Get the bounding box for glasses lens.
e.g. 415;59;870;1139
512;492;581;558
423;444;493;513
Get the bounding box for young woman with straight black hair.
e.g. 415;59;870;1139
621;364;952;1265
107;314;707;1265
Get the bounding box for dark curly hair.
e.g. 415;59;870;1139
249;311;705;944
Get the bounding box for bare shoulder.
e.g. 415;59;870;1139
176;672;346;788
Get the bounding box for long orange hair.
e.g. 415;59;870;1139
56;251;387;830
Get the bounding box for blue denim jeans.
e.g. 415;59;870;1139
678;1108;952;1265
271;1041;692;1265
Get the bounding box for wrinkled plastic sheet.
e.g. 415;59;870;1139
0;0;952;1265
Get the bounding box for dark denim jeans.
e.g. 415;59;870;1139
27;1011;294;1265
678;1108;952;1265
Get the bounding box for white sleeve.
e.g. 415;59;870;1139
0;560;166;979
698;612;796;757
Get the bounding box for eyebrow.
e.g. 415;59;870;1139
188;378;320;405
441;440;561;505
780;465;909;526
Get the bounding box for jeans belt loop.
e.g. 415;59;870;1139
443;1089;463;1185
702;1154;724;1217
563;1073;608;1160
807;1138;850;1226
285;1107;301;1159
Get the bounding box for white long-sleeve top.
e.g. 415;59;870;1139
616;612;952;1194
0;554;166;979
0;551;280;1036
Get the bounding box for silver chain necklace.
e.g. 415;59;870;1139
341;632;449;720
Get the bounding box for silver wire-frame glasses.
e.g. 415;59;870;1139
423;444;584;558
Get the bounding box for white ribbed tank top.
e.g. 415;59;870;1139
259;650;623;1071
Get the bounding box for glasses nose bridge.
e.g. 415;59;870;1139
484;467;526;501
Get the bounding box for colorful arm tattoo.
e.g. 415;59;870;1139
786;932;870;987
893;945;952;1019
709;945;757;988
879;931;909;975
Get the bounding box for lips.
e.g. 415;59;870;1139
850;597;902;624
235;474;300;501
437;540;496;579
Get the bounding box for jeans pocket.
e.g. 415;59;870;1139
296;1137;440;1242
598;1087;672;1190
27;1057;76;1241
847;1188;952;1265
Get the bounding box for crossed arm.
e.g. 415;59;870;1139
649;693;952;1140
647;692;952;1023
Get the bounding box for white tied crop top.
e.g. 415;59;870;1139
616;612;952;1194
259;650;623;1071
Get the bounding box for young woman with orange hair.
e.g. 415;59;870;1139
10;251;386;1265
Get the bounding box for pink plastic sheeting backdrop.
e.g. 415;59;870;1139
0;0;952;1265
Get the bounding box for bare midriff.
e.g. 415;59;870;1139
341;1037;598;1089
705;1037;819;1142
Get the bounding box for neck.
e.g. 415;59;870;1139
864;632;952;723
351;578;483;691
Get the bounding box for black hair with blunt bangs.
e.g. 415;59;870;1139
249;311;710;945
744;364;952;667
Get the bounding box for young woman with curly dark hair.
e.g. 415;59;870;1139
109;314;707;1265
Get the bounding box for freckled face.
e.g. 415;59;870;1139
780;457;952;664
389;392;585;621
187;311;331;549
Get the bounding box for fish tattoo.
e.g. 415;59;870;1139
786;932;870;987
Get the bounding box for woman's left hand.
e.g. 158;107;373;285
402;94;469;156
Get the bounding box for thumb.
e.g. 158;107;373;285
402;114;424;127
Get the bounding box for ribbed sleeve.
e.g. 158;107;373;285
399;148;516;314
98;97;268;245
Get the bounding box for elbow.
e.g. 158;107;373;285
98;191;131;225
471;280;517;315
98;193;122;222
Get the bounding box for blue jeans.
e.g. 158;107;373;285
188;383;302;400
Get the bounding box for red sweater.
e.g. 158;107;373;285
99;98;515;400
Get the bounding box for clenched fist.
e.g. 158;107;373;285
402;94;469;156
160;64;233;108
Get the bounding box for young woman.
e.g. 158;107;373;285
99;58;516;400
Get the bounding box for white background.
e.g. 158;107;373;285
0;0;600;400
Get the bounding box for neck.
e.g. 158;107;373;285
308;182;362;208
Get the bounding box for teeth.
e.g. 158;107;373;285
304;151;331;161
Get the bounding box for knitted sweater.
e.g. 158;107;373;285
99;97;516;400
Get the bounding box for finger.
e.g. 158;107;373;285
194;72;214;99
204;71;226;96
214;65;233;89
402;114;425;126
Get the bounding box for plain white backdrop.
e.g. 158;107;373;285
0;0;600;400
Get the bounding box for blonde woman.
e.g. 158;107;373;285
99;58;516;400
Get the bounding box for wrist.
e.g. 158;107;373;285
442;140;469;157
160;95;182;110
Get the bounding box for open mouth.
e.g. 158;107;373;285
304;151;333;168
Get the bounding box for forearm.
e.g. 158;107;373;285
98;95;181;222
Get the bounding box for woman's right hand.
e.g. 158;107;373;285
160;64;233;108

━━━━

- **Problem details**:
Exactly reproduce every line of the data above.

- **Solution to this task**:
Get the bounding box for glasses lens.
e.g. 415;59;870;1139
512;492;581;558
423;444;493;513
Get the bounding box for young woman with straight black hair.
e.g. 415;59;870;1139
621;364;952;1265
107;314;707;1265
Get the bounding box for dark curly hair.
e.g. 415;59;870;1139
249;311;705;944
Get the bounding box for bare shoulder.
e.g. 415;59;870;1139
176;672;346;788
Get the bounding box for long orange hair.
e.g. 415;59;870;1139
56;251;387;830
Get the bounding box for blue denim jeans.
e.g. 415;59;870;1139
678;1108;952;1265
271;1041;692;1265
Get the bounding box for wrinkled plastic sheet.
e.g. 415;59;870;1139
0;0;952;1265
Get the bounding box for dark denim jeans.
e.g. 415;59;870;1139
27;1011;294;1265
678;1108;952;1265
Get the bounding box for white sleeve.
e.g. 415;59;870;1139
0;560;166;979
698;612;796;757
Get the bounding box for eyebrow.
e.g. 415;59;870;1139
188;378;320;405
441;440;561;505
780;465;909;526
Get the bounding box for jeans belt loop.
e.g. 415;59;870;1139
443;1089;463;1185
702;1154;724;1217
563;1073;608;1160
807;1138;850;1226
285;1107;301;1159
Get the bounding box for white long-sleeve top.
e.g. 415;59;870;1139
616;612;952;1194
0;554;166;979
0;551;280;1036
Get the bounding box for silver chain necklace.
e.g. 415;59;870;1139
341;632;449;720
Get the bounding box for silver wire-frame glasses.
e.g. 415;59;870;1139
423;444;584;558
Get the bounding box for white ribbed tank top.
e.g. 415;59;870;1139
259;650;623;1071
Get the bounding box for glasses nose bridge.
e.g. 415;59;870;1139
484;467;526;501
Get the bounding box for colorful arm tattoo.
e.g. 415;59;870;1139
786;932;870;987
893;945;952;1019
709;945;757;988
879;931;909;975
Get the bounding box for lips.
e.g. 415;59;870;1139
850;597;902;624
235;474;300;501
437;540;496;579
Get the bounding box for jeans pocket.
e.g. 415;59;870;1139
296;1137;440;1242
598;1087;672;1190
27;1057;76;1241
847;1188;952;1265
Get the bounding box for crossed arm.
e.g. 415;59;870;1139
649;693;952;1140
647;692;952;1023
Get the bounding box for white tied crop top.
e.g. 415;59;870;1139
616;612;952;1194
259;650;623;1071
Get the bounding box for young woman with orange hair.
e.g. 415;59;870;1139
10;251;386;1265
Get the bounding box for pink plastic sheeting backdrop.
e.g. 415;59;870;1139
0;0;952;1265
Get the bounding box for bare midriff.
e.g. 415;59;870;1139
341;1037;598;1089
705;1037;819;1142
Get the bounding box for neck.
e.g. 415;59;870;1139
864;632;952;723
351;578;483;691
Get the bounding box for black hair with blunt bangs.
e.g. 415;59;870;1139
249;311;710;945
744;364;952;667
Get the bounding box for young woman with curly dark hair.
e.g. 415;59;870;1139
109;314;707;1265
Get the bounding box for freckled face.
e.g. 415;59;870;1139
780;457;952;664
389;392;585;621
187;311;331;549
Get the bounding box for fish tattoo.
e.g. 415;59;870;1139
786;932;870;987
Get the bounding box for woman's left hand.
e.g. 158;107;373;285
402;94;469;156
Get the bounding box for thumb.
e.g. 158;107;373;285
402;114;424;127
Get the bounding box for ribbed sleeve.
e.g. 158;107;373;285
399;148;516;314
98;97;268;245
Get the bounding box for elbow.
e.g. 158;107;373;285
98;191;131;225
471;280;517;315
98;193;122;222
Get the bounding box for blue jeans.
e.g. 158;107;373;285
188;383;302;400
Get the bounding box for red sweater.
e.g. 158;107;373;285
99;98;515;400
Get the bounding box for clenched fist.
e.g. 158;107;373;285
402;94;469;156
160;64;233;108
Get the bounding box for young woman.
e.g. 158;107;373;285
99;58;516;400
Get the bounding box for white background.
e.g. 158;107;373;285
0;0;600;400
Get the bounding box for neck.
e.g. 158;107;373;285
308;182;362;208
Get the bounding box for teeth.
e.g. 158;107;373;285
304;151;331;161
Get the bounding box for knitted sweater.
e.g. 158;107;373;285
99;97;516;400
Get the bounding box for finger.
e.g. 158;107;373;285
194;72;214;99
204;71;226;96
214;65;233;89
402;114;425;126
Get the bounding box for plain white backdrop.
e.g. 158;107;373;285
0;0;600;400
Get the bounding box for blonde woman.
e.g. 158;107;373;285
99;58;516;400
Get the bounding box for wrist.
e.g. 158;107;373;285
442;140;469;157
160;95;182;110
Get the bounding box for open mouth.
e.g. 158;107;373;285
304;151;333;168
Get the bounding box for forearm.
e.g. 158;107;373;285
98;95;181;222
Get the bounding box for woman's right hand.
e.g. 158;107;373;285
160;64;233;108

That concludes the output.